# le réconfort et l'amitié qu'elle leur a apporté(s) - accord du participe passé



## Kakikako

Bonjour
Encore un problème de participe passé.

_... pour le réconfort et l'amitié qu'elle leur a apporté(s)_

Logiquement il faut un 's' puisque le COD (le réconfort et l'amitié) est avant le verbe, mais cela me parait bizarre. Y a-t-il une exception quelconque en raison de la structure de la phrase?


----------



## Maître Capello

Il faut bien la marque du pluriel au participe passé, mais je n'y vois rien de bizarre pour ma part.


----------



## Kakikako

Parfait, j'avais un doute. Merci Maître Capello


----------



## Bezoard

Kakikako said:


> _... pour le réconfort et l'amitié qu'elle leur a apporté(s)_
> 
> Logiquement il faut un 's' puisque le COD (le réconfort et l'amitié) est avant le verbe, mais cela me parait bizarre. Y a-t-il une exception quelconque en raison de la structure de la phrase?


On pourrait éventuellement envisager un accord de proximité avec _amitié_.
_... pour le réconfort et l'amitié qu'elle leur a apportée._

Mais cet accord ne fait pas l'unanimité.


----------



## Maître Capello

Bezoard said:


> Mais cet accord ne fait pas l'unanimité.


En effet, car cet accord pourrait suggérer que seule l'amitié leur aurait été apportée.
:::
Consigne A:
Dans la discussion sur l'accord du participe passé, quelle raison Maître Capello donne-t-il pour expliquer que l'accord de proximité avec « amitié » ne fait pas l'unanimité ?

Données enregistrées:
:::
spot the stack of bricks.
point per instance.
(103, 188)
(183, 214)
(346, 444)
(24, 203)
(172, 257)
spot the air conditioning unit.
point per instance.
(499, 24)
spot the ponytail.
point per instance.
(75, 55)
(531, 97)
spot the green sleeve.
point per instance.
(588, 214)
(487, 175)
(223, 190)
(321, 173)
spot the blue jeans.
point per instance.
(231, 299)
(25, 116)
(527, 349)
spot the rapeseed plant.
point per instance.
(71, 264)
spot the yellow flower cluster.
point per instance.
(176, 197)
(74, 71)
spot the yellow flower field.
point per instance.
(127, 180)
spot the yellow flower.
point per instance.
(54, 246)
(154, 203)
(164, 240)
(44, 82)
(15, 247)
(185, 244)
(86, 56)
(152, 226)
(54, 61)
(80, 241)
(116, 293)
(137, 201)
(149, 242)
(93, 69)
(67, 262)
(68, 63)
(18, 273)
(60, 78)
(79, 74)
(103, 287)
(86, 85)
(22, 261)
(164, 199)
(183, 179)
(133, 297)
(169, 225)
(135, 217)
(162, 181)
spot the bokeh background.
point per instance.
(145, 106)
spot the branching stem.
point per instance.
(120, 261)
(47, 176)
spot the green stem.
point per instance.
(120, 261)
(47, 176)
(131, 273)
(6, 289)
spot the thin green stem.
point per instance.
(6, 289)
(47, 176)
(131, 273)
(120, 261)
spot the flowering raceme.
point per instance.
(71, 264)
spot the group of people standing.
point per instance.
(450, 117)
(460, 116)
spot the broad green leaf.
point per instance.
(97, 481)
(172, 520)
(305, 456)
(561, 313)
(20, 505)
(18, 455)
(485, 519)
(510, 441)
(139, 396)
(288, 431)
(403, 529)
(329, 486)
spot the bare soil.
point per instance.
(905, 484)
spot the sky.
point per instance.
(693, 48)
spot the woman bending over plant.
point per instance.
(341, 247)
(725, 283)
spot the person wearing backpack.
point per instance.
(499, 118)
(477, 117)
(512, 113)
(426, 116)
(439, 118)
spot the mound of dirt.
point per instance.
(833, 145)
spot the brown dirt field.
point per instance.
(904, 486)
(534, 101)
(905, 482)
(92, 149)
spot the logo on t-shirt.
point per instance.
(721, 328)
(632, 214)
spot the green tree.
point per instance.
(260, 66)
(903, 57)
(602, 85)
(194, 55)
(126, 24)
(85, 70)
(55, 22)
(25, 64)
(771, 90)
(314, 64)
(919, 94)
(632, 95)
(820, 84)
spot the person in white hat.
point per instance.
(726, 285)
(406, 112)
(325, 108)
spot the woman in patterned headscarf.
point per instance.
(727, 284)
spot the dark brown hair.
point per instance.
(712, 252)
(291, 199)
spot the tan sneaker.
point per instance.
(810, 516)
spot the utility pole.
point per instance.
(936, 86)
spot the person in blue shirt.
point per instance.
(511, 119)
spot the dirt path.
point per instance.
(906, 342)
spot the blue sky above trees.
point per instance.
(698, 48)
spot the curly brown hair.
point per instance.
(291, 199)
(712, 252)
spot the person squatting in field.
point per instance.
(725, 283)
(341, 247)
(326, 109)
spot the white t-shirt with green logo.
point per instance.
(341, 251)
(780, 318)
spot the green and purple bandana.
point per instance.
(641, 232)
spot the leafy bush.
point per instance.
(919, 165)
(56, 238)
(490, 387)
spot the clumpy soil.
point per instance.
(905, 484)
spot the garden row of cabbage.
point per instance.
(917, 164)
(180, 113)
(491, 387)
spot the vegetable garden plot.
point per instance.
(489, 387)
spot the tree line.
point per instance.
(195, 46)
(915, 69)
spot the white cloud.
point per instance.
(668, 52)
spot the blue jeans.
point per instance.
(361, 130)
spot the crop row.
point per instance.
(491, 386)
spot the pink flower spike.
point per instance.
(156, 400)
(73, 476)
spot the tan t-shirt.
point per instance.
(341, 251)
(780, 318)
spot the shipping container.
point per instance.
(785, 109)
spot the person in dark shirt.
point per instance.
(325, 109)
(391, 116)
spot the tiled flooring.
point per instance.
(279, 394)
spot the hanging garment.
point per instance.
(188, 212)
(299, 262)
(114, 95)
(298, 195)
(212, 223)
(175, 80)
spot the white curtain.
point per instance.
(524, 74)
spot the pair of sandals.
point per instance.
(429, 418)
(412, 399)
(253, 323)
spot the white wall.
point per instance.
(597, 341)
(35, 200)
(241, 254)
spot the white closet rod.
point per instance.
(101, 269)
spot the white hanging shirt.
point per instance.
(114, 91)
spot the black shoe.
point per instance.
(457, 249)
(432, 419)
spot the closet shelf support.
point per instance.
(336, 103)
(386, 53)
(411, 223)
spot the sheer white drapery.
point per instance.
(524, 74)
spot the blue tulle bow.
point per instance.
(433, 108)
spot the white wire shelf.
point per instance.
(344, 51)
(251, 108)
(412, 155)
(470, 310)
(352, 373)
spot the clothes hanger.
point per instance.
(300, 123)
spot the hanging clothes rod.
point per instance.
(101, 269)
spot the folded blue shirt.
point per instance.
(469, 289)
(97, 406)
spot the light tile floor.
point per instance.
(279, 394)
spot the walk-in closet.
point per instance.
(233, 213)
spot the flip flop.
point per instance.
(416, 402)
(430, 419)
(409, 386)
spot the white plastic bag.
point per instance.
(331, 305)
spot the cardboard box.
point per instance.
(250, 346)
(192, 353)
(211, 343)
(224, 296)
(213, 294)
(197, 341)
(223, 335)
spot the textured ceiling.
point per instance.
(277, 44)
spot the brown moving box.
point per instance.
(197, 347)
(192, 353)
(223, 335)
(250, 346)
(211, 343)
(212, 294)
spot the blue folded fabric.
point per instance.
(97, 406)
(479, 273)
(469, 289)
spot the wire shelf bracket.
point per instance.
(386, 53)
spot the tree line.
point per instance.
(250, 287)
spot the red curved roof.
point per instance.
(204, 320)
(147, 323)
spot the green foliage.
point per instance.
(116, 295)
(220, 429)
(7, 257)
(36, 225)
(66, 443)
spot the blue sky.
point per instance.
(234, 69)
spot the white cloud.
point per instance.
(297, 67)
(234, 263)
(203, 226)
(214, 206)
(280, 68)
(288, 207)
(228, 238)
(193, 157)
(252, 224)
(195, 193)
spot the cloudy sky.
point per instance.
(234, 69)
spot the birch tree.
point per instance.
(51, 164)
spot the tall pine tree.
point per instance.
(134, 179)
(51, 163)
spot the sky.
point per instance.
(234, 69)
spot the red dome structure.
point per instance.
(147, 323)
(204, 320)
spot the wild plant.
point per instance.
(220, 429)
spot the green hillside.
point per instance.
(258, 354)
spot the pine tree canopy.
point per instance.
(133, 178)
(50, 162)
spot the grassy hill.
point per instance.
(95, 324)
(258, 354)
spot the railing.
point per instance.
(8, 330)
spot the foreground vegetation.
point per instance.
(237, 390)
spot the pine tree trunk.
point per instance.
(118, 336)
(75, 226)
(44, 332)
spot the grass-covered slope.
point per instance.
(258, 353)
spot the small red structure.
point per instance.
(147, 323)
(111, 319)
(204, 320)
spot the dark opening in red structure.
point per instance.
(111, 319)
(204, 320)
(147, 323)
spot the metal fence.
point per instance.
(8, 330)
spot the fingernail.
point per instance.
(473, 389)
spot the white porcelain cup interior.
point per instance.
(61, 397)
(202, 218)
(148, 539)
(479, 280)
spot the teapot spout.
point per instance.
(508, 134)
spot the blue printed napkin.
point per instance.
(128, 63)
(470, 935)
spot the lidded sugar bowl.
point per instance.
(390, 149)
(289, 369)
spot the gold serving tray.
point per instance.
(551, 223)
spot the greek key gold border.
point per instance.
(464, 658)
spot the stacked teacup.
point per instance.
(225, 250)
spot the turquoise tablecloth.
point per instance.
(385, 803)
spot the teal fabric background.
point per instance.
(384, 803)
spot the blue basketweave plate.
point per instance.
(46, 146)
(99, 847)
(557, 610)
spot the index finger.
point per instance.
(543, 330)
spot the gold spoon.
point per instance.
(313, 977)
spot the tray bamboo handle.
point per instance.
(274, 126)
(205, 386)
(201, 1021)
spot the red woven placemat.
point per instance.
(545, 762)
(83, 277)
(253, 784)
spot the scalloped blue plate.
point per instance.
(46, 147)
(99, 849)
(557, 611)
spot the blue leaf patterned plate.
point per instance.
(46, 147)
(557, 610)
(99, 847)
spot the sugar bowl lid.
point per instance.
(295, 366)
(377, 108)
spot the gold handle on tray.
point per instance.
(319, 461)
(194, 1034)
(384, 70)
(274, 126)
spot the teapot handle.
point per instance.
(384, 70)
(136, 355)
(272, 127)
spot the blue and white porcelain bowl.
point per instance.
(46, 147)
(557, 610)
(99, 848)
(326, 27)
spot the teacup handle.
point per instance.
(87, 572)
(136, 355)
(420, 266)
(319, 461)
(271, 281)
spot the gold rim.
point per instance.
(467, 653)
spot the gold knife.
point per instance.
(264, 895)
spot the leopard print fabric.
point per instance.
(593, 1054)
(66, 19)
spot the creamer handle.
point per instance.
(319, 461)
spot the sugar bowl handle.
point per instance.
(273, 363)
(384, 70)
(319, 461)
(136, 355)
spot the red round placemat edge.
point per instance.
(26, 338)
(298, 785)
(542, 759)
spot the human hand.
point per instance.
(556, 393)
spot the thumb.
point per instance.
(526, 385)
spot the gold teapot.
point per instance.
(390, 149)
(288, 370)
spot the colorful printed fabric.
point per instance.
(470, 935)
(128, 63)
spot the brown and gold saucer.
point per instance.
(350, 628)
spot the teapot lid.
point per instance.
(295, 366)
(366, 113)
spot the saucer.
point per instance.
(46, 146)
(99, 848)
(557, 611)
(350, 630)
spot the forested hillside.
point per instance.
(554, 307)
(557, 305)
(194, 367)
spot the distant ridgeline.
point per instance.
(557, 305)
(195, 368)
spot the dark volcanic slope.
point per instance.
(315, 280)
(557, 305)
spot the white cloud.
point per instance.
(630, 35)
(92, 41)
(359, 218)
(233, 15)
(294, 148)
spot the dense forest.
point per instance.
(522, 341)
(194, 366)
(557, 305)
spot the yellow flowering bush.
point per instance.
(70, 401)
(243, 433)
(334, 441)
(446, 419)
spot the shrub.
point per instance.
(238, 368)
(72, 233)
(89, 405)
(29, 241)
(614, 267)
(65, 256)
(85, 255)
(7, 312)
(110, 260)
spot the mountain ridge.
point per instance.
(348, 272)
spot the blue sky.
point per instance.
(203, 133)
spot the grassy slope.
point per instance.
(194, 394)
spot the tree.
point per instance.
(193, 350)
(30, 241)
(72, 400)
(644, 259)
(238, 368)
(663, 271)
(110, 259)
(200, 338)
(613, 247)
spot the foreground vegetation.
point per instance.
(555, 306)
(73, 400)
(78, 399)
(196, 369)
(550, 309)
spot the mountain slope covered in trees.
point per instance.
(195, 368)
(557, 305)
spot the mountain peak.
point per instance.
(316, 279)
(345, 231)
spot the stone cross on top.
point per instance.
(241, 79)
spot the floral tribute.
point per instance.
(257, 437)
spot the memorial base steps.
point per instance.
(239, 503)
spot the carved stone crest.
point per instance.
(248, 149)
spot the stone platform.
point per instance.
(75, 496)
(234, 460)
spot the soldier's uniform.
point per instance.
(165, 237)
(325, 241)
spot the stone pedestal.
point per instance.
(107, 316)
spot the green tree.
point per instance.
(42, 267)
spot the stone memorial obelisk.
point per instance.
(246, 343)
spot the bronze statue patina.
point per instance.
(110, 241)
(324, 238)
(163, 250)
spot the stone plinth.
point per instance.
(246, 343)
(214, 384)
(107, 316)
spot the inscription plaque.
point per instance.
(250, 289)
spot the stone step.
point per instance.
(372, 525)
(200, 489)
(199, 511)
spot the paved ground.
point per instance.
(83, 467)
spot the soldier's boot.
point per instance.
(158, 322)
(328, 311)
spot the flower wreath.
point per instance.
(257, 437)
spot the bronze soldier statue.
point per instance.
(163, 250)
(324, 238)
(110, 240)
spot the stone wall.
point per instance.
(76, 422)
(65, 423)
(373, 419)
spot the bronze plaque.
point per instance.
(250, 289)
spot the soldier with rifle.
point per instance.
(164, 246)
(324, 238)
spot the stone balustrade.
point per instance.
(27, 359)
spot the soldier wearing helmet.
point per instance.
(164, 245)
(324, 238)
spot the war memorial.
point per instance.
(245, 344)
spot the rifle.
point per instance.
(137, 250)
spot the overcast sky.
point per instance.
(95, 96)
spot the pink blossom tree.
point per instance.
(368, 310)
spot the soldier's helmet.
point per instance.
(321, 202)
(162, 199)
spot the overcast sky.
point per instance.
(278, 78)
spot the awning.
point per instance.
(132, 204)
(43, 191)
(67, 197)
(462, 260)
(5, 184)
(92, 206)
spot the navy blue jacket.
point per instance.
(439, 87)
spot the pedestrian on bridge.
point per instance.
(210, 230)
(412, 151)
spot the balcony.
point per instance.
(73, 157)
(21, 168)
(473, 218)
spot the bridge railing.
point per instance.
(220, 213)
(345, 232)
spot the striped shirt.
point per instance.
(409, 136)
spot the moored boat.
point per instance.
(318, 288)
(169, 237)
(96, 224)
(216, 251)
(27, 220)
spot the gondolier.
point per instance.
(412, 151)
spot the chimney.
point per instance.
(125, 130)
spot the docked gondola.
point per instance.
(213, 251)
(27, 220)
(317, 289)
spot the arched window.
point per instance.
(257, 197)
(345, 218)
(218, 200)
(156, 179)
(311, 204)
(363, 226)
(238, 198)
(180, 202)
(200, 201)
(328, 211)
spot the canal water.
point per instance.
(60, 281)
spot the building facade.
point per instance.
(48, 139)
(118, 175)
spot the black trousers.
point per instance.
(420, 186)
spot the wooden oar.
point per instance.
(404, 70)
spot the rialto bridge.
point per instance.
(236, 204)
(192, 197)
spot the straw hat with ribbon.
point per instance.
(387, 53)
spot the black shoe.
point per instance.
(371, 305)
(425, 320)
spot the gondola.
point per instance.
:::
Consigne B:
Relevez toutes les lignes qui contiennent le mot « person », en tenant compte de la casse.

Réponse attendue A:
Cet accord pourrait suggérer que seule l'amitié leur aurait été apportée.

Réponse attendue B:
spot the person wearing backpack.
spot the person in white hat.
spot the person in blue shirt.
spot the person squatting in field.
spot the person in dark shirt.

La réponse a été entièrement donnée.